Transcribe the passage of the anoxia excerpt starting at "The current genetic" and ending at "responses to low O₂.".

● Excerpt

- - -

Because no defect was detected in the GF system, we examined the effect of anoxia on the interneurons in the Drosophila brain that are presynaptic to GF. Stimulation of eye neurons, using low voltages, evoked spikes in the DLM with a long latency (4 msec) (13). Experiments were carried out in three of the four mutations (hypnos-2^P,L, Hypnos-1^N) and on wild-type flies. In one mutant (hypnos-2^P), which had a severe phenotype, long-latency evoked potentials could not be obtained, irrespective of the voltage and duration used. Flies with an allele of this locus (hypnos-2^L) or with the other severe mutation (Hypnos-1^N) (n = 25) had a baseline long latency recording that was similar to that of C-S flies (n = 10). However, during recovery, whereas the DLM of wild-type flies started to respond after 2 min into recovery (Fig. 4A), flies with these two mutations had a much longer time to first evoked potential, with some mutant flies requiring up to 25–30 min for the first evoked response to occur (Fig. 4 A–C). As a measure of a further stage of recovery, we studied the time it took before the flies could respond to consecutive stimuli at 0.05 Hz without failure (Fig. 4D). Both hypnos-2^L and Hypnos-1^N mutants took about three times as long as wild types to recover to this degree. These data strongly suggest that the mutation has a profound effect on synaptic transmission in the central nervous system, most likely in neurons proximal to the GF system. Furthermore, we believe that the defects in the mutants are not general ones that affect all synapses. The reason for this is that our studies on shaking B mutants (13, 14), which have specific defective connectivity distally to the GF, do not have an abnormal recovery from anoxia (data not shown).

Figure 4.

Recovery from anoxia of DLM evoked potential in wild-type and mutant flies. DLM-evoked potentials, which are present during baseline in both wild type and mutant Hypnos-1^N, are abolished within 20–25 sec of the start of the 5-min anoxic period. (A) A series of consecutive traces of evoked potentials in a single wild-type fly. Bottom trace is recorded at the end of anoxia or 0 min into reoxygenation, and evoked potential is still absent (bottom arrow). First evoked potential during recovery occurs at 2 min after the start of reoxygenation. Subsequent stimulation at 0.05 Hz shows persistent responsiveness. (B) A series of consecutive traces in a single hypnos-1^N mutant fly with a very severe phenotype. Even after 23 min and 40 sec into reoxygenation, no response was seen, and the first evoked potential elicited occurred at 25 min, followed at least once (★) by a failed response to stimulation. (C) Means ± SE of the time to first evoked potential (EP) in wild-type (C-S males) and Hypnos-1^N mutants. (D) Means ± SE of time to repetitive EP (10 consecutive stimuli at 0.05 Hz without failure) for the same two groups of flies. Stimulation parameters were 6 V, 0.3-msec duration at 0.05 Hz. [Bars = 1 msec (horizontal) and 10 mV (vertical).]

The current genetic screen is not saturated and is restricted to the X chromosome. However, that we had to screen more than 10,000 mutagenized flies to obtain three loci (with one locus hit twice) suggests that a limited number of genes can be mutated in Drosophila to produce similar phenotypes. Because these mutations profoundly disrupt the recovery from anoxia, we believe that this approach can be used effectively to dissect the genetic basis of responses to low O₂.

- - -

● Data
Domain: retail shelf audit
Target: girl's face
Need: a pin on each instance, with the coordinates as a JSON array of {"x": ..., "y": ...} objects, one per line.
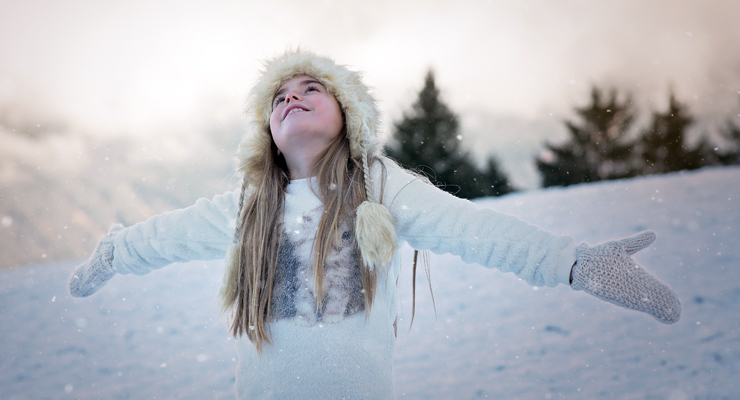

- - -

● Exercise result
The current genetic screen is not saturated and is restricted to the X chromosome. However, that we had to screen more than 10,000 mutagenized flies to obtain three loci (with one locus hit twice) suggests that a limited number of genes can be mutated in Drosophila to produce similar phenotypes. Because these mutations profoundly disrupt the recovery from anoxia, we believe that this approach can be used effectively to dissect the genetic basis of responses to low O₂.